Supplied data

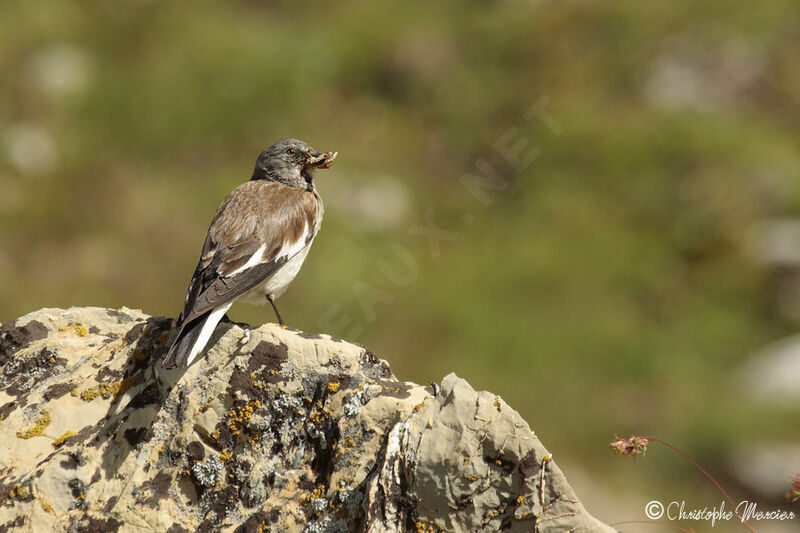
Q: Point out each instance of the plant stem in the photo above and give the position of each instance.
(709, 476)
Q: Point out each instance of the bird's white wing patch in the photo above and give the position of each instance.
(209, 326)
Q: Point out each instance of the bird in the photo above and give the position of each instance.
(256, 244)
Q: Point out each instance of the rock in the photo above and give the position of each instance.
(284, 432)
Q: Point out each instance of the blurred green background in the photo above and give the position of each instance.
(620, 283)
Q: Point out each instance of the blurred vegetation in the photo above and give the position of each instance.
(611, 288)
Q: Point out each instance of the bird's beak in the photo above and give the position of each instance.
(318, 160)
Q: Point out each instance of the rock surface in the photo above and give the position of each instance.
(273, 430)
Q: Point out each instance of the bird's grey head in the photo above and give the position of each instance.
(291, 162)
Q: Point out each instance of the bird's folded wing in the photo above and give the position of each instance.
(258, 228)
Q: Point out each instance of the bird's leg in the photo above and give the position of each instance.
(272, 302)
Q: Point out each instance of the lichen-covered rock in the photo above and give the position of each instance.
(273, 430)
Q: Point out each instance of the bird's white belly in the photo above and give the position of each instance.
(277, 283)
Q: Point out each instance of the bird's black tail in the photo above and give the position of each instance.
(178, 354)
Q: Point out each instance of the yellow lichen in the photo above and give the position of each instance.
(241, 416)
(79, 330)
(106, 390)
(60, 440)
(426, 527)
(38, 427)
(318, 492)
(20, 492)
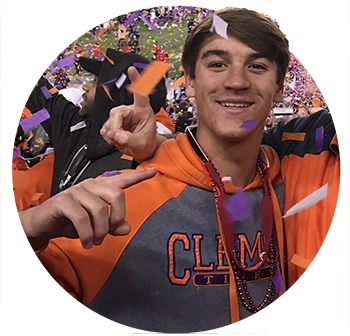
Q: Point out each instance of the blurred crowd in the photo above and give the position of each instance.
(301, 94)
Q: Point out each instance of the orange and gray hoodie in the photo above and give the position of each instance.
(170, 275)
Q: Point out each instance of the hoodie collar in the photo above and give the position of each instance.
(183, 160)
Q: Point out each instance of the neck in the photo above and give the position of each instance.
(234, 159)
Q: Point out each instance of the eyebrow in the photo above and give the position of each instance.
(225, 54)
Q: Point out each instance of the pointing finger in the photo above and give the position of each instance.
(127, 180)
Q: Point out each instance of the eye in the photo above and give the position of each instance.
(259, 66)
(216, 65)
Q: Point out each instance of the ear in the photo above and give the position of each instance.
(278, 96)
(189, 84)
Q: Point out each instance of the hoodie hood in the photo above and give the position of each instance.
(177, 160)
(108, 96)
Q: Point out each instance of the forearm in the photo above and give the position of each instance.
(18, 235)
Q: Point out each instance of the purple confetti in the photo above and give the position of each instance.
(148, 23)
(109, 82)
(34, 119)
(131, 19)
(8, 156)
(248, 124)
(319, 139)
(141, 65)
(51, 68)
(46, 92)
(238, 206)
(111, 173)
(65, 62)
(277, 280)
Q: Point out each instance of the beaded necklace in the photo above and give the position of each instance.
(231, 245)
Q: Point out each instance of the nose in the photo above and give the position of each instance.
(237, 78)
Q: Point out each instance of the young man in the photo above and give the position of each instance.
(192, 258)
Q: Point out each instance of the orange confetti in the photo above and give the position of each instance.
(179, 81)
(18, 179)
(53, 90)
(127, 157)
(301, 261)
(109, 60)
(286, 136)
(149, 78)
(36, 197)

...

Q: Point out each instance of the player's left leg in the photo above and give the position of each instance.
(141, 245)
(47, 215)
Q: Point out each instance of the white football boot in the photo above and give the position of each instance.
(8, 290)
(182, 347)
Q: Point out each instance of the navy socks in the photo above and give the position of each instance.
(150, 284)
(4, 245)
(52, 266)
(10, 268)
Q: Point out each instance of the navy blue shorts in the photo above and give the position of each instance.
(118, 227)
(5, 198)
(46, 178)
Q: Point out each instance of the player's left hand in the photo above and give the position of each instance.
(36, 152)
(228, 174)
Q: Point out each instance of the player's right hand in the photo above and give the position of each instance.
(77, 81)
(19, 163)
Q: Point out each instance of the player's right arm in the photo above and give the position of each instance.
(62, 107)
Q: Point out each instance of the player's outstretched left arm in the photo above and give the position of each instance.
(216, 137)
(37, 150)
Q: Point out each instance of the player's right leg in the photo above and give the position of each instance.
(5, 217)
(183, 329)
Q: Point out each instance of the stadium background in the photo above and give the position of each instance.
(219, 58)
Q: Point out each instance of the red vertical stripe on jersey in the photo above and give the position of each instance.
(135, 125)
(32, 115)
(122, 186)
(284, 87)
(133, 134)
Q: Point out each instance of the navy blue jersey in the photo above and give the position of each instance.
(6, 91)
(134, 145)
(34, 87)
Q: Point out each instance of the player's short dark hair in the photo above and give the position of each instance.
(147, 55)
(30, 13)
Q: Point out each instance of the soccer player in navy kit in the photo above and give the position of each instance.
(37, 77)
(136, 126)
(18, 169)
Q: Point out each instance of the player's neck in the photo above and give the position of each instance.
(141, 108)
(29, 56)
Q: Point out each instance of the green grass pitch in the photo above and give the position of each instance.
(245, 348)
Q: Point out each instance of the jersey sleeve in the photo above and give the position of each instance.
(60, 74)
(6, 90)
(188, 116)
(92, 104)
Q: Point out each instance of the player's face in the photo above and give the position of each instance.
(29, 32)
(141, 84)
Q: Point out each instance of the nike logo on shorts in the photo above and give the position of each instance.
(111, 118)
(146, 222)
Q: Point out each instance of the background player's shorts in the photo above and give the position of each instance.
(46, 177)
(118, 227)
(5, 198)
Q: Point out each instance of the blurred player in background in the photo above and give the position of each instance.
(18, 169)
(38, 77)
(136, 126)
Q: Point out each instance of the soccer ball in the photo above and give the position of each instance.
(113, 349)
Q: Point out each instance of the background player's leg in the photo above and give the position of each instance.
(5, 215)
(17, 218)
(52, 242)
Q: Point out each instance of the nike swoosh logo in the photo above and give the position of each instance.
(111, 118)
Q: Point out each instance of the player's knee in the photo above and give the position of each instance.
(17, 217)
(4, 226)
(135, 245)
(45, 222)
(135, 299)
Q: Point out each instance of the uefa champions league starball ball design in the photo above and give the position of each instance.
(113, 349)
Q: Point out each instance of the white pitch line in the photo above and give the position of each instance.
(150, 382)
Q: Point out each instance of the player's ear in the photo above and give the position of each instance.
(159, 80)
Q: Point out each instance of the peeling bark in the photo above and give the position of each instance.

Stated goal
List every line in the items above that contains the word "soccer", treating case as significant.

Correct response
Q: Point out each instance of the soccer player in navy kit in the photo above and give the position of each instance.
Q: Point out each instance of the soccer ball in the photo above and give the position of each instance.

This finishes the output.